GIVEN DATA:
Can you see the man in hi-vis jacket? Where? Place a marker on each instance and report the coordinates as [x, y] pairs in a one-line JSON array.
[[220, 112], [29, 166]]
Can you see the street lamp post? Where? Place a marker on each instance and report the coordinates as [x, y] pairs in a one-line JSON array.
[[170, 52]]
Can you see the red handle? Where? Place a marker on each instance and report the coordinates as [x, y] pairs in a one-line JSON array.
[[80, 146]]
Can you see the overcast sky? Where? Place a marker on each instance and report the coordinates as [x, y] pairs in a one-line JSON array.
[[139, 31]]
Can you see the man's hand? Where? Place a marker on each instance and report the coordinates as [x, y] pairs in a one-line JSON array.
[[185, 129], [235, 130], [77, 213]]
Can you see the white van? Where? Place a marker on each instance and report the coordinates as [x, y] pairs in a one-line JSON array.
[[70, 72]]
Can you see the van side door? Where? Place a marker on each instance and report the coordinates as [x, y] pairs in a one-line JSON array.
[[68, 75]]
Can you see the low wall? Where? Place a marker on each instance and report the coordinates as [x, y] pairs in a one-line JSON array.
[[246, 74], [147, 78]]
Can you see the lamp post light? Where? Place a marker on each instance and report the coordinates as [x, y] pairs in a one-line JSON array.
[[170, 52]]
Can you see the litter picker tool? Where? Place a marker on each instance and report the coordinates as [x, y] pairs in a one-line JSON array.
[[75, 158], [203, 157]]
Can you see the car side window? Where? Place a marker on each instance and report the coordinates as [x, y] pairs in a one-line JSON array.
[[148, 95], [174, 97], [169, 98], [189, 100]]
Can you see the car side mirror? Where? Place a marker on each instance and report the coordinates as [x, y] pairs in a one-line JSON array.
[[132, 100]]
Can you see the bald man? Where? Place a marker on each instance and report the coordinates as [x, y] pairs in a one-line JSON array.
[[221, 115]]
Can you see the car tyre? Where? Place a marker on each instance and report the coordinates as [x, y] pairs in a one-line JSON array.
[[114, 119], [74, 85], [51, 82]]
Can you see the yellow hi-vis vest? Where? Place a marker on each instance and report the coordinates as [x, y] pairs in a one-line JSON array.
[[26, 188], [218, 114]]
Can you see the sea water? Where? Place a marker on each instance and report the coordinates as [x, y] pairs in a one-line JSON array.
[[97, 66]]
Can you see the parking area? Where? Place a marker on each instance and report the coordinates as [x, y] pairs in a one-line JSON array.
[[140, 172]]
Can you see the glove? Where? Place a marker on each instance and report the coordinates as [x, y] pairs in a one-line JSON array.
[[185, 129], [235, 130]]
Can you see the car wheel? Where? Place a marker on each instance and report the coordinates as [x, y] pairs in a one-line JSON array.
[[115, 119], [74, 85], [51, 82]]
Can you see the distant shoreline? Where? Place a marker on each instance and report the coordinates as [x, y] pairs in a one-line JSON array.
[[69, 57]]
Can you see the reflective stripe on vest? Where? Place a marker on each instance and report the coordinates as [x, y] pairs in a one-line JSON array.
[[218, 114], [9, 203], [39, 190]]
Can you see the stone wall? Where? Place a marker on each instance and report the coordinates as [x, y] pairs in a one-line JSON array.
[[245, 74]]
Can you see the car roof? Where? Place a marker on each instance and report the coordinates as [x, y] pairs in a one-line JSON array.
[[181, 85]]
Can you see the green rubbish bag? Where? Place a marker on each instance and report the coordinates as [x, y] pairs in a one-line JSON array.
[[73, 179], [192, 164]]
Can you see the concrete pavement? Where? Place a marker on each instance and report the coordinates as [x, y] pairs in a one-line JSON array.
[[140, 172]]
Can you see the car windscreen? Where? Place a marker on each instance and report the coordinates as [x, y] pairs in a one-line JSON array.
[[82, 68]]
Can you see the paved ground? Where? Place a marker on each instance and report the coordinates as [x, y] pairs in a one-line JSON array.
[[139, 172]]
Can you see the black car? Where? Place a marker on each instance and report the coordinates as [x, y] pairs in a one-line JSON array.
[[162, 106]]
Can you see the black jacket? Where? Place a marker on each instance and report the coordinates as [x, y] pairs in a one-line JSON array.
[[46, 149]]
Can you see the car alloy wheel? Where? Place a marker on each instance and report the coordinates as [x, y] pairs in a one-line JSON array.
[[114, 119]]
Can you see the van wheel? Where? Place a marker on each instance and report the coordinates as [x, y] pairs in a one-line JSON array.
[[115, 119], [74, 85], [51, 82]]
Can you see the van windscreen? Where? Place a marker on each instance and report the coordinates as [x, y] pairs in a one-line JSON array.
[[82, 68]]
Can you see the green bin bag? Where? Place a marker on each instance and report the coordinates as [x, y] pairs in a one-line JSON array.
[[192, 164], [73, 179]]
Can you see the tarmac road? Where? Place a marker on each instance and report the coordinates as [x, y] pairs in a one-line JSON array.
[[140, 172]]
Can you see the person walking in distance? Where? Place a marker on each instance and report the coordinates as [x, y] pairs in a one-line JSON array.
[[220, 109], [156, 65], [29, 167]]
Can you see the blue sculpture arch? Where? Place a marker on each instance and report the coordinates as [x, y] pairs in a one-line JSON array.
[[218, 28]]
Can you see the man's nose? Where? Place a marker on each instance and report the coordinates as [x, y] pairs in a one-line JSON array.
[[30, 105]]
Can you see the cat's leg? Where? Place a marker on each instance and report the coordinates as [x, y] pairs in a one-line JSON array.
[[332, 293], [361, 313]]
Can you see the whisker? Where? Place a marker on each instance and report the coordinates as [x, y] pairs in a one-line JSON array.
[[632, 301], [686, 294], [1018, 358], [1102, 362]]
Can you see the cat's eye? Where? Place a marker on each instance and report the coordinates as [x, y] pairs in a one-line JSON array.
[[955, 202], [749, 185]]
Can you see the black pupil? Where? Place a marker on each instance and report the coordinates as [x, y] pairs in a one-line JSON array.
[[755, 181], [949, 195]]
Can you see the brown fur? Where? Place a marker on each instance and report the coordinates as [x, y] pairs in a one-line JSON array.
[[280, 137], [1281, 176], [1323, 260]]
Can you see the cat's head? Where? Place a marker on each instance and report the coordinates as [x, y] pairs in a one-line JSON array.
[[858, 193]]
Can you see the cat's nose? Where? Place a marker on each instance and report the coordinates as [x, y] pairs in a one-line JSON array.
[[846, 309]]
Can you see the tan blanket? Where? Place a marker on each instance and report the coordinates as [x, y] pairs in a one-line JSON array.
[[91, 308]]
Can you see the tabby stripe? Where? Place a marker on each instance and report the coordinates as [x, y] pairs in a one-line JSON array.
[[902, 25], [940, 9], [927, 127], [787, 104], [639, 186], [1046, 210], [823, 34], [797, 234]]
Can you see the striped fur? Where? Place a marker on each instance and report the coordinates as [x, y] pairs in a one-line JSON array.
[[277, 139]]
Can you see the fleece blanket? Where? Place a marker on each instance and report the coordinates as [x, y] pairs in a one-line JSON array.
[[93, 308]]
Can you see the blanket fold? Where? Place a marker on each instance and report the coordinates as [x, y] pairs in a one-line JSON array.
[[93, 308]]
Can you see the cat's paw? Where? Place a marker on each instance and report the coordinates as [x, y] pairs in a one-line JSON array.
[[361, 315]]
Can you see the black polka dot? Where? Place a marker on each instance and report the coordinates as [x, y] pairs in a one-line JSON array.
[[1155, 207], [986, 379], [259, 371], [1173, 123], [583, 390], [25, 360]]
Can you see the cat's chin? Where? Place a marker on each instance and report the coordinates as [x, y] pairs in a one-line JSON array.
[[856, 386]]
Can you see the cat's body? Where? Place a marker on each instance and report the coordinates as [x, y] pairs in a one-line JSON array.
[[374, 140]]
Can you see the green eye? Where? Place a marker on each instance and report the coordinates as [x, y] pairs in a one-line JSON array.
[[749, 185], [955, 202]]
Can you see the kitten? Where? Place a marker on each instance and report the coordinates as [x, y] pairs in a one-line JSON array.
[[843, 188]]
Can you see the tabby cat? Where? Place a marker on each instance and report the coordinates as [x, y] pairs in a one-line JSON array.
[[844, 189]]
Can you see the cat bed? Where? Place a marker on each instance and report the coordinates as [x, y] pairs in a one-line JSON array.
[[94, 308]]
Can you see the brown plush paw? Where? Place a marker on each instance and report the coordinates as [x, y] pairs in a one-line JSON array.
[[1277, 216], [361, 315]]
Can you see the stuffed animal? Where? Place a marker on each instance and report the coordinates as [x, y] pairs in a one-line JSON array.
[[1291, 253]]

WHAT IS NEEDED:
From the line that holds "Can you see the blanket" down to the last line of the material, copy every line exactly and add nothing.

EXERCISE SOLUTION:
Can you see the blanket fold? Where? Place a marker on each instance and report the coordinates as [x, y] pairs in a one-line JSON array.
[[93, 308]]
Can you see the cat's paw? Where? Place a marker on each instance and report the coordinates as [x, y] pairs in a one-line JSON array.
[[361, 315]]
Can you see the black polka dot? Where? Place a marker on each instance and report the coordinates as [x, y] pairs in a one-line JSON array.
[[1155, 207], [986, 379], [259, 371], [1173, 123], [583, 390], [25, 360]]
Can you see the cat's chin? Where? Place a marker on each instance and report the coordinates as [x, y] pairs in a one-line JSON array.
[[856, 386]]
Can you see the cat's body? Where? Place a marker on each instance and report the coordinates as [x, y] pairs in a one-line JSON array.
[[374, 140]]
Can you see the green eye? Where? Place a marker on each instance and report the coordinates as [x, y] pairs in a one-line JSON array.
[[749, 185], [955, 202]]
Can you see the kitten? Where? Place a marker on each instance and report the coordinates as [x, y] pairs in a one-line JSON array.
[[843, 188]]
Can you see the tabby cat? Where? Place a marker on each instance and report the coordinates as [x, y] pairs in a one-line JSON array.
[[844, 189]]
Can you see the cat bed? Where? Place a marker on each instance and report the coordinates as [x, y] pairs in a one-line JSON array.
[[94, 308]]
Can you see the brown plush paw? Where? Place a marker on each instance and report the coordinates as [x, y] pairs in a one-line JSON array.
[[1277, 216], [361, 315]]
Can you see the stuffed animal? Where? Place a marker on each instance and report the coordinates as [x, y] pairs in a one-line JSON array.
[[1291, 253]]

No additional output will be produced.